* _Given instruction_: Copy out every record below exactly as written, but leave out any pictures.

* _Items_:

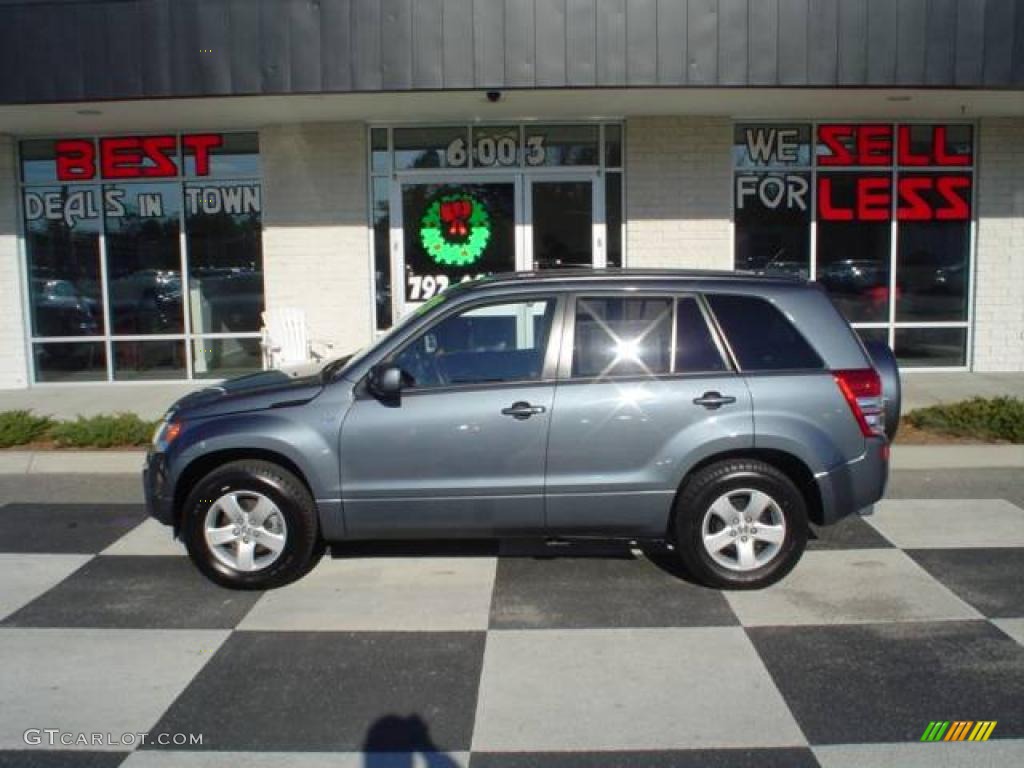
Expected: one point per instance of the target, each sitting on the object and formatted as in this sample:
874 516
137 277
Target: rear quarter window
761 336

* _Complete answer_:
Expected: one point per instance of the target, each sitting on the object and formatted as in this sample:
874 516
137 277
Target: rear quarter window
761 336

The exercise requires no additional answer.